Entries from a pointing dataset:
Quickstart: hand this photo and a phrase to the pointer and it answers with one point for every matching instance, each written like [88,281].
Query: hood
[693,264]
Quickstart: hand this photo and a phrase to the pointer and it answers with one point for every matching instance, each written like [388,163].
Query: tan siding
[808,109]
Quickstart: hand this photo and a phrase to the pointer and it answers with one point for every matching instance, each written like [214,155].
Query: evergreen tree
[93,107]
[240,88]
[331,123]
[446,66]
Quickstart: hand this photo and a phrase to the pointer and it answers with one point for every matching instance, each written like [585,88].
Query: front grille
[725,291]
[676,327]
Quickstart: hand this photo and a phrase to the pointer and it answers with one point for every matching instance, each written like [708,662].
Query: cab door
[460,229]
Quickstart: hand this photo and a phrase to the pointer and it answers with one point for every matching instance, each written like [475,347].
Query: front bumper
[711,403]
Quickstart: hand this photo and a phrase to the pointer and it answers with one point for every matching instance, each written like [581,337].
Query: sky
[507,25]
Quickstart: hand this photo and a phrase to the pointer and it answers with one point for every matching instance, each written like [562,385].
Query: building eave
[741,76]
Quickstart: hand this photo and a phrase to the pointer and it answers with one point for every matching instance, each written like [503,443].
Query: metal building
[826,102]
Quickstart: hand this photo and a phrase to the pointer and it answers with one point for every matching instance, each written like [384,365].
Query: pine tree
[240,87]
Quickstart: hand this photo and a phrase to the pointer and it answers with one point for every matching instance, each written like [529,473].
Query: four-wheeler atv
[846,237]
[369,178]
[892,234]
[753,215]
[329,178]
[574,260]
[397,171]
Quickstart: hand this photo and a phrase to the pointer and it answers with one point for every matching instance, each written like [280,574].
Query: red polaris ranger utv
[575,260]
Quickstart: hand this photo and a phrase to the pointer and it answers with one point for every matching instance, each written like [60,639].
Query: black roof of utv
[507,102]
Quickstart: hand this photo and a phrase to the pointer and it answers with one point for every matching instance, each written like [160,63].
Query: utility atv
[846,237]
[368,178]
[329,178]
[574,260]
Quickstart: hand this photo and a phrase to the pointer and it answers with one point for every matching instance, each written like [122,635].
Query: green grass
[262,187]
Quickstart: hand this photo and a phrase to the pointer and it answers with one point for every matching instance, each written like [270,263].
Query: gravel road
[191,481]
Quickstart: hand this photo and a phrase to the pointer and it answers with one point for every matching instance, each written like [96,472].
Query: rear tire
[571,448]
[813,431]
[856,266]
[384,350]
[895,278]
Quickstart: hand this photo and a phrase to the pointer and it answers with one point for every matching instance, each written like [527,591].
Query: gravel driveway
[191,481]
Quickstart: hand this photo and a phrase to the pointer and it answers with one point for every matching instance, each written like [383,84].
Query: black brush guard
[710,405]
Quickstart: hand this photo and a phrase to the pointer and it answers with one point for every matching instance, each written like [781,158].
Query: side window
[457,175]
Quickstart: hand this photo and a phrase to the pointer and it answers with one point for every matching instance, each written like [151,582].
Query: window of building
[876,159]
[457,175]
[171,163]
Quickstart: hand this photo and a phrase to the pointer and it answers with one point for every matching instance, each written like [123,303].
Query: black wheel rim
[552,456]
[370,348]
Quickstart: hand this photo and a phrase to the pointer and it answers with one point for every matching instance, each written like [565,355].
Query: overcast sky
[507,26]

## EXERCISE INSTRUCTIONS
Copy the listing from the line that contains "written like [123,303]." through the end of the listing, replacing "overcast" with "cloudy" and leaving everything else unchanged.

## CORRECT RESULT
Quickstart: hand this photo and a phrase to the pointer and it answers with one point for every matching instance, each written like [123,303].
Query: black wheel rim
[552,456]
[370,348]
Quickstart: hand this photo and a phrase to the pointer and it answers with one point for every matching instance, each written like [565,355].
Query: cloudy sky
[507,26]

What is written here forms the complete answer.